## PROBLEM DETAILS
Give back, exactly and with nothing added, the lines that run from the one containing "Each instance receives one point. Mark the floating white" to the final line below.

=== DATASET CONTENT ===

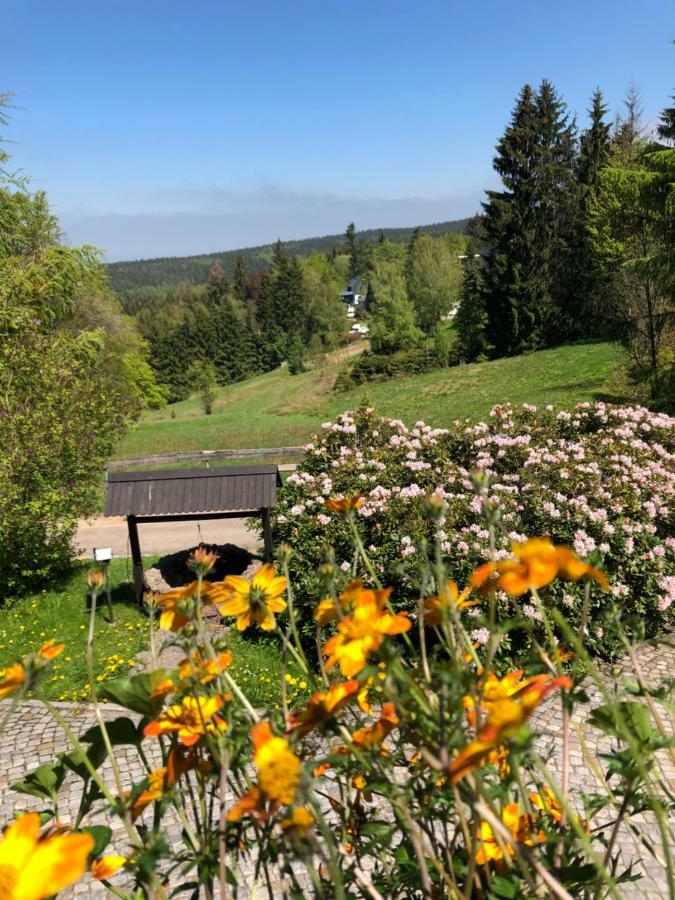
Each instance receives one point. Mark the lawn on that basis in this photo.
(278, 409)
(62, 613)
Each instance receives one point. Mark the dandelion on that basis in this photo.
(255, 601)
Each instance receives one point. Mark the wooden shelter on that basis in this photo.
(189, 494)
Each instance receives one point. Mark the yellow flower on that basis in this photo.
(163, 689)
(32, 868)
(278, 775)
(535, 564)
(278, 767)
(191, 719)
(363, 631)
(344, 505)
(106, 866)
(322, 706)
(450, 596)
(177, 607)
(161, 780)
(493, 689)
(205, 670)
(11, 679)
(50, 649)
(505, 715)
(255, 601)
(518, 826)
(95, 579)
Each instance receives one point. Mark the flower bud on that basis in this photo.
(203, 561)
(95, 579)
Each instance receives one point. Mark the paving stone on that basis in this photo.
(31, 737)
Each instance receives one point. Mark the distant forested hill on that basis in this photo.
(171, 270)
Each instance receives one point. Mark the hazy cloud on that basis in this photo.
(187, 221)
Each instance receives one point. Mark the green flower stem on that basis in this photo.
(97, 710)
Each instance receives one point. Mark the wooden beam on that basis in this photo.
(267, 533)
(134, 543)
(195, 517)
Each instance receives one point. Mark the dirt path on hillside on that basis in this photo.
(162, 537)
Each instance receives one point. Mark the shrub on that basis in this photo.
(393, 780)
(381, 366)
(600, 478)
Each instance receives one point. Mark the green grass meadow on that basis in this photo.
(279, 410)
(62, 613)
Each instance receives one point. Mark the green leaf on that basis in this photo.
(133, 692)
(377, 829)
(504, 887)
(45, 781)
(102, 836)
(617, 718)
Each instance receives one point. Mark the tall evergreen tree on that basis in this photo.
(628, 127)
(242, 281)
(358, 253)
(585, 281)
(471, 318)
(666, 126)
(528, 224)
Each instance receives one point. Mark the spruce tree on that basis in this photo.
(471, 319)
(508, 225)
(241, 280)
(359, 257)
(585, 281)
(666, 126)
(528, 225)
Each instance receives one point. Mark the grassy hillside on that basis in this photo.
(278, 409)
(128, 276)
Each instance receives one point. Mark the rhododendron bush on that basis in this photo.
(600, 479)
(414, 770)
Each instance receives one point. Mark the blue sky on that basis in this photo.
(167, 127)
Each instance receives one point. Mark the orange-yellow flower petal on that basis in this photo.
(191, 719)
(322, 706)
(11, 679)
(32, 868)
(278, 767)
(106, 866)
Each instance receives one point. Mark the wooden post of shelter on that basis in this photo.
(267, 534)
(234, 492)
(137, 559)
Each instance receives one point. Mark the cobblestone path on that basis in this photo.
(32, 737)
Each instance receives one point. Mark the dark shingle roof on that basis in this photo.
(189, 491)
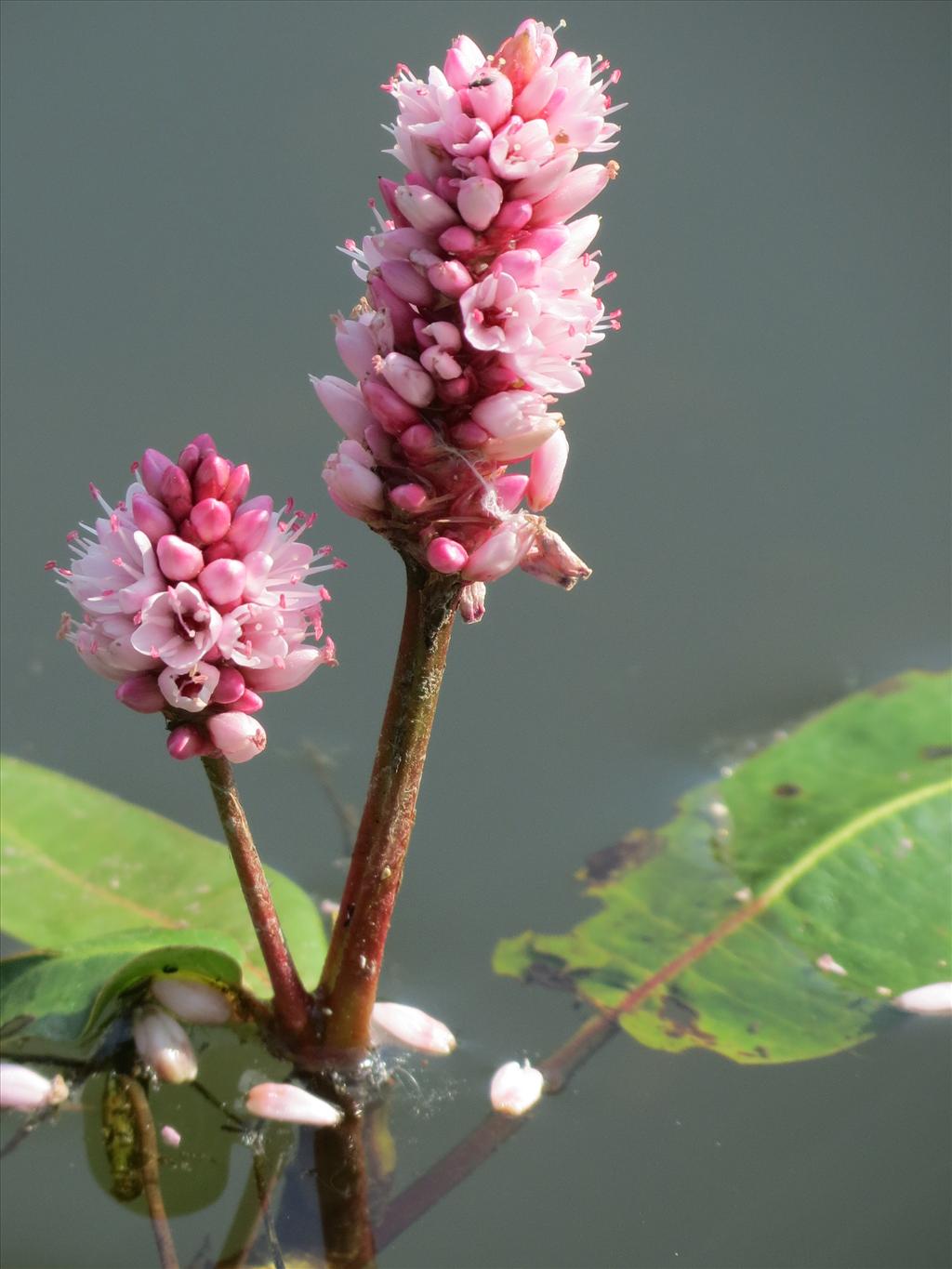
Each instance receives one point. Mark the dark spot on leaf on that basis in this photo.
(888, 687)
(787, 791)
(549, 973)
(681, 1019)
(631, 852)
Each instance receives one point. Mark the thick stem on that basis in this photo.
(292, 1005)
(350, 972)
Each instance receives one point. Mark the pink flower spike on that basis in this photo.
(479, 199)
(211, 519)
(516, 1088)
(179, 560)
(141, 693)
(27, 1091)
(222, 581)
(443, 555)
(236, 735)
(546, 471)
(287, 1103)
(164, 1046)
(403, 1024)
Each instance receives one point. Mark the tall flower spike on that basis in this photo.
(195, 599)
(480, 310)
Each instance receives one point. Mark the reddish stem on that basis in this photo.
(351, 970)
(292, 1004)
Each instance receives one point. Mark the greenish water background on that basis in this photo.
(760, 477)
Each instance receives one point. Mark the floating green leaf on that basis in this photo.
(69, 997)
(775, 914)
(77, 865)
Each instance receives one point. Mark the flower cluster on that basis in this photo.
(480, 308)
(195, 599)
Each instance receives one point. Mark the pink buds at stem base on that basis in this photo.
(516, 1088)
(287, 1103)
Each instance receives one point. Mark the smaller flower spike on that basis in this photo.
(197, 599)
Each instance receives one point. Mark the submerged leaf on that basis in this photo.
(722, 929)
(77, 863)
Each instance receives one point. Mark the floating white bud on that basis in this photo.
(403, 1024)
(24, 1089)
(934, 998)
(164, 1046)
(516, 1088)
(192, 1000)
(292, 1104)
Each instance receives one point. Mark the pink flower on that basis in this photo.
(198, 599)
(482, 308)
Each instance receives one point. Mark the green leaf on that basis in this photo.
(830, 848)
(77, 863)
(70, 997)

===

## EXPECTED ANSWER
Each instance receives one point. Mark the floating white bud on that basis in this photo.
(403, 1024)
(24, 1089)
(934, 998)
(164, 1046)
(516, 1088)
(192, 1000)
(292, 1104)
Each instance receives one point. Mark the pink flower on that basis in this photo.
(198, 599)
(482, 308)
Each instance receives one point. Mark the green leaf on that basis in this photo.
(830, 848)
(77, 863)
(70, 997)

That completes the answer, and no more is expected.